*Required task 1*
List each pair of concepts that the passage on CodeWeaver's tree-sitter terminology says CodeWeaver clarifies and separates.
*Required task 2*
In the records, copy out word for word the lines from the one containing "of the dark" through the last line of the records.

*Document passage*
☆ ☆ ☆
This module provides CodeWeaver’s internal representation and API for tree-sitter grammars. After some frustrating experiences with tree-sitter’s terminology and structure, we created these types to make working with tree-sitter grammars more intuitive.

## Background
[Section titled “Background”](#background)
tl;dr: **This is the parser we wish we had when we started working with tree-sitter. We hope it makes your experience with tree-sitter grammars smoother and more intuitive.**

When developing CodeWeaver and our rust-based future backend, Thread, we spent a lot of time with tree-sitter and its quirks. While tree-sitter is a powerful tool, its vocabulary and structure, combined with the lack of comprehensive documentation, can make it challenging to work with. Simply put: it’s not intuitive.

This is on full display in the `node-types.json` file, which describes the different node types in a grammar. The `node-types.json` file is crucial for understanding how to interact with parse trees, but its structure and terminology are confusing. It *conflates* several distinct concepts (meaning it treats them as if they are the same):

 - It doesn’t clearly differentiate between **nodes** (vertices) and **edges** (relationships)
 - It uses “named” to describe both nodes and edges, meaning “has a grammar rule”, not “has a name” (everything has a name!)
 - It flattens hierarchies and structural patterns in ways that obscure their meaning

When I originally wrote the last version of this parser, my misunderstandings of these concepts led to a week of lost time and incorrect assumptions. After that, I decided to write this parser using terminology and structure that more intuitively describes the concepts at play — completely departing from tree-sitter’s terminology.

Knitli is fundamentally about making complex systems more intuitive and accessible, and this is a perfect example of that philosophy in action. By using clearer terminology and structure, we’re making it easier for developers to understand and work with tree-sitter grammars. This saves time, reduces frustration, and empowers developers to build better tools.

**For tree-sitter experts:** We provide a translation guide below to help bridge the gap between the two terminologies. If you find this frustrating, we understand — but we believe clarity for newcomers is more important than tradition.

## CodeWeaver’s Terminology
[Section titled “CodeWeaver’s Terminology”](#codeweavers-terminology)
We clarify and separate concepts that tree-sitter conflates: nodes vs edges, abstract vs concrete, structural roles vs semantic meaning. Here’s our approach:

### Abstract Groupings
[Section titled “Abstract Groupings”](#abstract-groupings)
**Category** - Abstract classification that groups Things with shared characteristics.

 - Categories do NOT appear in parse trees (abstract only)
☆ ☆ ☆
*Record excerpts*
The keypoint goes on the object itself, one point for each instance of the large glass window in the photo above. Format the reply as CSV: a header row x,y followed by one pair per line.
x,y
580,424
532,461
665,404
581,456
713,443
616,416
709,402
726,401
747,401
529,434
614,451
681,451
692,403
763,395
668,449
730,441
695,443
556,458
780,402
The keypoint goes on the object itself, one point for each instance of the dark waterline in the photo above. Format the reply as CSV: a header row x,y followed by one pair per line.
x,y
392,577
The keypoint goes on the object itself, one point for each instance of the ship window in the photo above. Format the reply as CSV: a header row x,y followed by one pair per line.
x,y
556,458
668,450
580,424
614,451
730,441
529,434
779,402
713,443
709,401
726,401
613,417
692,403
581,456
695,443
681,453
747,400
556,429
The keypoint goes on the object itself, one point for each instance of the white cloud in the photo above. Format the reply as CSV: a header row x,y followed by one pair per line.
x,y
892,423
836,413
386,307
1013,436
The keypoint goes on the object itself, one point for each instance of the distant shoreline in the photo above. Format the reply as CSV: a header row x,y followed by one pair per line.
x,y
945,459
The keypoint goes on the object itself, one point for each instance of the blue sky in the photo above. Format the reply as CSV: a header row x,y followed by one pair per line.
☆ ☆ ☆
*Solution 1*
- nodes vs edges
- abstract vs concrete
- structural roles vs semantic meaning

*Solution 2*
The keypoint goes on the object itself, one point for each instance of the dark waterline in the photo above. Format the reply as CSV: a header row x,y followed by one pair per line.
x,y
392,577
The keypoint goes on the object itself, one point for each instance of the ship window in the photo above. Format the reply as CSV: a header row x,y followed by one pair per line.
x,y
556,458
668,450
580,424
614,451
730,441
529,434
779,402
713,443
709,401
726,401
613,417
692,403
581,456
695,443
681,453
747,400
556,429
The keypoint goes on the object itself, one point for each instance of the white cloud in the photo above. Format the reply as CSV: a header row x,y followed by one pair per line.
x,y
892,423
836,413
386,307
1013,436
The keypoint goes on the object itself, one point for each instance of the distant shoreline in the photo above. Format the reply as CSV: a header row x,y followed by one pair per line.
x,y
945,459
The keypoint goes on the object itself, one point for each instance of the blue sky in the photo above. Format the reply as CSV: a header row x,y followed by one pair per line.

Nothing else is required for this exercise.